PROBLEMS TO WORK ON:
a. According to the passage about inventions, what could Édouard-Léon Scott de Martinville's device not do?
b. For each statement, say whether the passage about inventions supports it, and quote the deciding words: (i) Scott de Martinville was a Frenchman of the 20th century; (ii) Johnson holds that history is built only on the shoulders of giants; (iii) the recording made by Scott de Martinville's device has since been played back with 21st-century software.
c. Extend the passage about inventions, picking up after its final sentence.

Less immediately obvious is that in the form of spectacles, it brings the world into focus; in telescopes, it brings the far near; in microscopes, it makes the little big. In each case, it changes the what, how, when, where and even why of how we live. And yet it’s the sort of thing we tend to forget or to overlook, consumed as we are with the immediate, practical details of living.

The case Johnson makes is that these developments are not merely a question of the right idea at the right time but also of the many almost-right ideas that prepare the ground: that history is built not only on the shoulders of giants but also that giants often stand on the shoulders of more or less normal-sized humans whose names, if not completely lost to history, are not part of the standard curriculum.

“Why has nobody heard of this guy?” is a refrain that runs through the series, when discussing Édouard-Léon Scott de Martinville, the 19th century Frenchman who invented a device that could record sound (as a visual wave form) but not play it back. (It has been played back since, with 21st century software.)

RAW DATA:
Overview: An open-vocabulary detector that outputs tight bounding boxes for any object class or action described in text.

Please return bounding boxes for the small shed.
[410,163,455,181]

TASK-BY-TASK OUTPUTS:
a. It could not play back the sound it recorded.

b.
(i) No: "the 19th century Frenchman"
(ii) No: "history is built not only on the shoulders of giants but also that giants often stand on the shoulders of more or less normal-sized humans"
(iii) Yes: "It has been played back since, with 21st century software."

c.
Like many who write about technology — and, I suppose, like most of us, practically speaking — Johnson remains morally neutral, more interested in technology and what it brings to the world than in examining what it takes out of it. That new inventions change, with sometimes blinding speed, what we find necessary to a good life is within his range of interest, but whether these changes are good or bad is not expressed here. That you can go skiing on real snow in Dubai is cool in a way — no pun intended, I swear to you — but possibly less so on a spiritual, social or ecological level. Is the world a better place because of cellphones? Most everyone would say it is; but, you know, maybe not.

Science, as it is conceived and explained, is also a thing of metaphors, poetic analogies and often humor, and “How We Got to Now” has a certain wackiness common to the breed — Johnson is a jovial guide, not beyond dressing up as Thomas Edison or narrating from a bathtub, and the series uses a lot of new animation, along with old, public-domain cartoon and live-action clips to punctuate the action, sometimes as literally as showing a slot machine paying off to accompany the words “hits the jackpot.”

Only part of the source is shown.